■ **Extract to read**
“Mom, can you bounce me?”
Chase poked his head through the lanai door, grinning. I reluctantly followed him outside, dreading what was to come. We climbed the step ladder and stepped onto the trampoline’s black surface, the seventy-degree afternoon warmed by effervescent sunshine.
I truly enjoy exercise, and have from the time I was a chubby nine-year old and prayed in my quiet bedroom that God would help me not be chubby. A few months later a neighbor invited me to her swim team and voila, a love of exercise was born. Whether it was swimming, running, soccer, rollerblading, bike riding, or even long walks, sweating through a good workout has always been an important part of my life.
Bouncing on our new trampoline with my boys should have been child-like, stress-relieving fun.
Should have been.
A couple of minutes into the bouncing, it begins. The hot prickles, the tightness in my scalp. Along the underside of my arms and on my torso, sharp points of uncomfortable heat burst forth on my skin. Instead of damp sweat, hot, itchy spots adorn my arms and sometimes legs, reminders of what I’ve been dealing with the past year.
Cholinergic Urticaria. An allergy to my own sweat.

■ **Given material**
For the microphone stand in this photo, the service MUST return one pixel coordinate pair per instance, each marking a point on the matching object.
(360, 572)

■ **Questions**
1. From the essay about the trampoline, extract the passage starting at "Bouncing on our" and ending at "my own sweat.".
2. In the essay about the trampoline, list every activity named in the sentence that begins "Whether it was swimming".

■ **Responses**
1.
Bouncing on our new trampoline with my boys should have been child-like, stress-relieving fun.
Should have been.
A couple of minutes into the bouncing, it begins. The hot prickles, the tightness in my scalp. Along the underside of my arms and on my torso, sharp points of uncomfortable heat burst forth on my skin. Instead of damp sweat, hot, itchy spots adorn my arms and sometimes legs, reminders of what I’ve been dealing with the past year.
Cholinergic Urticaria. An allergy to my own sweat.

2.
- swimming
- running
- soccer
- rollerblading
- bike riding
- long walks